### Problem to work on
Every line of the data below that holds the string "above" needs to be reported.

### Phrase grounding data
==========

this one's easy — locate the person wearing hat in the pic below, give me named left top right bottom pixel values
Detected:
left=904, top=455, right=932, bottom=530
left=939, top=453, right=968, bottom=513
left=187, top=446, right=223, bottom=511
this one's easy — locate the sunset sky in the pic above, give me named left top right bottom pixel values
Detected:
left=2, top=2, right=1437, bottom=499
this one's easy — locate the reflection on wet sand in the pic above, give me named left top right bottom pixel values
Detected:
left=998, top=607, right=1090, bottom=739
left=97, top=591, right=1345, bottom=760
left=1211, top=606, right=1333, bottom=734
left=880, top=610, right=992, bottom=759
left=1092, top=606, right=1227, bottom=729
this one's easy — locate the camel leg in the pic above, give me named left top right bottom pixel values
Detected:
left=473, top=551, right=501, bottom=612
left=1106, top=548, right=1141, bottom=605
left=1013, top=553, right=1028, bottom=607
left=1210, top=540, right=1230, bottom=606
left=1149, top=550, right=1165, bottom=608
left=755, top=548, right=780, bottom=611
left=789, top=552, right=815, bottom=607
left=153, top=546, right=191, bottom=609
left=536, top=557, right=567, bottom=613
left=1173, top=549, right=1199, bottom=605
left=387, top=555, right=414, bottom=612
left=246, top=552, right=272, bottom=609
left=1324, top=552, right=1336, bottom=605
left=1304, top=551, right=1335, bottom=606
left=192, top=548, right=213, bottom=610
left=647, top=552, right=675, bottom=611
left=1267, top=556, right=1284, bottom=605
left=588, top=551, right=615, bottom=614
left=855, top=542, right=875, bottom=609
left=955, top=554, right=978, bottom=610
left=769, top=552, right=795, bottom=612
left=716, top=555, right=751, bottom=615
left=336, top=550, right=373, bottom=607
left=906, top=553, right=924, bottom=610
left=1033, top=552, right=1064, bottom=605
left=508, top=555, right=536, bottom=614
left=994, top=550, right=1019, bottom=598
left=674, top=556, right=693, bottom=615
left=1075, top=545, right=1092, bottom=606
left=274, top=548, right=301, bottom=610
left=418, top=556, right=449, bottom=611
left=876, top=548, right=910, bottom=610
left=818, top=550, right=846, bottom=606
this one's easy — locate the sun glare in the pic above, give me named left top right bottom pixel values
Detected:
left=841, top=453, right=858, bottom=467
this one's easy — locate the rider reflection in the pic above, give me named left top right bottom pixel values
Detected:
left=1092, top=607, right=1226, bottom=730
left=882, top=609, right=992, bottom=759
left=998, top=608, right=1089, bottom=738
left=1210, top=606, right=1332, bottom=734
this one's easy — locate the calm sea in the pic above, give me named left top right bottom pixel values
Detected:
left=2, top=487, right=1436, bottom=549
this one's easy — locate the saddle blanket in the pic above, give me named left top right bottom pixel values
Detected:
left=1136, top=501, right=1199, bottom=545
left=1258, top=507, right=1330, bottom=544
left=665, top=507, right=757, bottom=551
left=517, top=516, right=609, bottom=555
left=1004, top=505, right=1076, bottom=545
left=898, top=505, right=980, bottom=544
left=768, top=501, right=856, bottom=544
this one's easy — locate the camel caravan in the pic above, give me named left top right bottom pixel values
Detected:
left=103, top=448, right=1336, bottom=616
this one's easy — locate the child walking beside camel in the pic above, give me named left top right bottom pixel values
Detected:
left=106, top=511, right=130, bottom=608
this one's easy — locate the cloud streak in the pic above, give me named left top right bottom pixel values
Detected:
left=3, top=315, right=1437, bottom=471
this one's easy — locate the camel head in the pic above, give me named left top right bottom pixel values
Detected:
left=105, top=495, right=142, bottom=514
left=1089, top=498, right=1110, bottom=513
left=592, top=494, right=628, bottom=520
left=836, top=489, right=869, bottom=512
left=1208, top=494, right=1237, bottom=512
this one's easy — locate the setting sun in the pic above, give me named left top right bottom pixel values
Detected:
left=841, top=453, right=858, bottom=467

==========

### Solution
this one's easy — locate the sunset sky in the pic above, give me named left top right bottom pixel values
this one's easy — locate the reflection on wet sand in the pic above, give me named left top right bottom pixel values
this one's easy — locate the camel leg in the pic above, give me named left top right bottom pixel values
this one's easy — locate the sun glare in the pic above, give me named left top right bottom pixel values
this one's easy — locate the rider reflection in the pic above, give me named left top right bottom pixel values
this one's easy — locate the calm sea in the pic above, give me named left top right bottom pixel values
this one's easy — locate the saddle blanket in the pic above, give me named left top right bottom pixel values
this one's easy — locate the camel caravan in the pic above, give me named left top right bottom pixel values
this one's easy — locate the child walking beside camel in the pic above, give me named left top right bottom pixel values
this one's easy — locate the cloud streak in the pic above, give me named left top right bottom pixel values
this one's easy — locate the camel head in the pic above, give me named left top right bottom pixel values
this one's easy — locate the setting sun in the pic above, give me named left top right bottom pixel values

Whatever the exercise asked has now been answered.